§ Work to complete
Can you write out every one of the records below, line for line, without changing anything?

>> START Material

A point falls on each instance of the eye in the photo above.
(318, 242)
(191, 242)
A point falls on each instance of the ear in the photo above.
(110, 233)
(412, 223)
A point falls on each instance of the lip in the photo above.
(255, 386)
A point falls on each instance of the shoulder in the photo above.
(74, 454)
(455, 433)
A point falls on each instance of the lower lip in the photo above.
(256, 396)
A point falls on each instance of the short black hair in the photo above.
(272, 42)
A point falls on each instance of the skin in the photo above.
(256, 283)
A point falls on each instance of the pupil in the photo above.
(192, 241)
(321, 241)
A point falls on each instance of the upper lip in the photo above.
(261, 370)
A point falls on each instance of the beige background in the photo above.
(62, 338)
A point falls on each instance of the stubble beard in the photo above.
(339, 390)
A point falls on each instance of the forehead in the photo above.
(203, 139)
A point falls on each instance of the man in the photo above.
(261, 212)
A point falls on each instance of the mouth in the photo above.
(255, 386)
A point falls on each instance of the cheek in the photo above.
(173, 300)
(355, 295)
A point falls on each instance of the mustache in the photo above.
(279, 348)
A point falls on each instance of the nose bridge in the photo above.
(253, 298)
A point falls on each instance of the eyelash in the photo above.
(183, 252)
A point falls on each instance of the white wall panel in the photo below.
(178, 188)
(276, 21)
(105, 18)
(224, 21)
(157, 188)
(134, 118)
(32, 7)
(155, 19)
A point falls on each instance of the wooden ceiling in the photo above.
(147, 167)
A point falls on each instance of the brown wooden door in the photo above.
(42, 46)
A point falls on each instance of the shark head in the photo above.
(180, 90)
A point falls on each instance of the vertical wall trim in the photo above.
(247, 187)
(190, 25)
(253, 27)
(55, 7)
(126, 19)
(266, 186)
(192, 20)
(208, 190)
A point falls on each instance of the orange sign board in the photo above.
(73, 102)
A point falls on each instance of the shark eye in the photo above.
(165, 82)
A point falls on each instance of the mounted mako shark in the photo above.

>> END Material

§ Reply
A point falls on each instance of the eye in the photo above.
(318, 242)
(191, 242)
A point falls on each instance of the ear in the photo above.
(110, 233)
(412, 223)
A point falls on each instance of the lip in the photo above.
(255, 386)
A point falls on each instance of the shoulder in the photo above.
(74, 454)
(455, 433)
A point falls on each instance of the lower lip in the photo above.
(256, 396)
A point falls on each instance of the short black hair in the photo above.
(272, 42)
A point falls on each instance of the skin in the photo above.
(256, 283)
A point falls on each instance of the pupil in the photo above.
(192, 241)
(321, 241)
A point falls on each instance of the upper lip in the photo above.
(261, 370)
A point falls on each instance of the beige background in the photo above.
(62, 338)
A point falls on each instance of the stubble beard in the photo above.
(339, 390)
A point falls on each instance of the forehead in the photo above.
(203, 139)
A point falls on each instance of the man in the photo above.
(261, 212)
A point falls on each instance of the mouth in the photo above.
(255, 386)
A point falls on each instance of the cheek in the photo above.
(173, 300)
(355, 295)
A point falls on each instance of the mustache in the photo above.
(279, 348)
A point falls on each instance of the nose bridge in the photo above.
(253, 298)
A point falls on each instance of the eyelash in the photo above.
(183, 252)
A point falls on each instance of the white wall panel in the photo below.
(178, 188)
(276, 21)
(105, 18)
(224, 21)
(157, 188)
(134, 118)
(32, 7)
(155, 19)
A point falls on each instance of the wooden ceiling in the photo above.
(147, 167)
A point falls on each instance of the brown wooden door in the photo above.
(42, 46)
A point falls on each instance of the shark head in the photo above.
(180, 90)
A point falls on each instance of the vertical wall trim in the photo above.
(247, 187)
(190, 25)
(253, 27)
(55, 7)
(126, 19)
(266, 186)
(192, 20)
(208, 190)
A point falls on each instance of the orange sign board in the photo above.
(73, 102)
A point falls on each instance of the shark eye in the photo above.
(165, 82)
A point falls on each instance of the mounted mako shark in the photo above.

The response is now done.